## [Stated exercise]
Gather every line of the data below that contains the string "rule", matching case exactly.

## [Given information]
-- begin --

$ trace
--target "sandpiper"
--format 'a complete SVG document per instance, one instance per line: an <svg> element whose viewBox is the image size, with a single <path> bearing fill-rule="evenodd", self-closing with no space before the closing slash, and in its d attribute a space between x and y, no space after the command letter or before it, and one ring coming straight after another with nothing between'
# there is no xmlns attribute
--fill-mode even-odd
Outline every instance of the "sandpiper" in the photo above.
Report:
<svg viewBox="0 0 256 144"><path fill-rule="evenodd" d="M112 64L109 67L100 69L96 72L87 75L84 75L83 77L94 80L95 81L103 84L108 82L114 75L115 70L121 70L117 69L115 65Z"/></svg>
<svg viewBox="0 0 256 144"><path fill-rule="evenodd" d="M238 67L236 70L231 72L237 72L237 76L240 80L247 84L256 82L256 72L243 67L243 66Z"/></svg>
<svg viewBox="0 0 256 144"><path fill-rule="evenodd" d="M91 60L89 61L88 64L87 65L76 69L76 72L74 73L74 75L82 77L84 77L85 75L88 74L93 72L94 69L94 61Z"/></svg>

-- end --

## [Expected answer]
--format 'a complete SVG document per instance, one instance per line: an <svg> element whose viewBox is the image size, with a single <path> bearing fill-rule="evenodd", self-closing with no space before the closing slash, and in its d attribute a space between x and y, no space after the command letter or before it, and one ring coming straight after another with nothing between'
<svg viewBox="0 0 256 144"><path fill-rule="evenodd" d="M112 64L109 67L100 69L96 72L87 75L84 75L83 77L94 80L95 81L103 84L108 82L114 75L115 70L121 70L117 69L115 65Z"/></svg>
<svg viewBox="0 0 256 144"><path fill-rule="evenodd" d="M238 67L236 70L231 72L237 72L237 76L240 80L247 84L256 82L256 72L243 67L243 66Z"/></svg>
<svg viewBox="0 0 256 144"><path fill-rule="evenodd" d="M91 60L89 61L88 64L87 65L76 69L76 72L74 73L74 75L82 77L84 77L85 75L88 74L93 72L94 69L94 61Z"/></svg>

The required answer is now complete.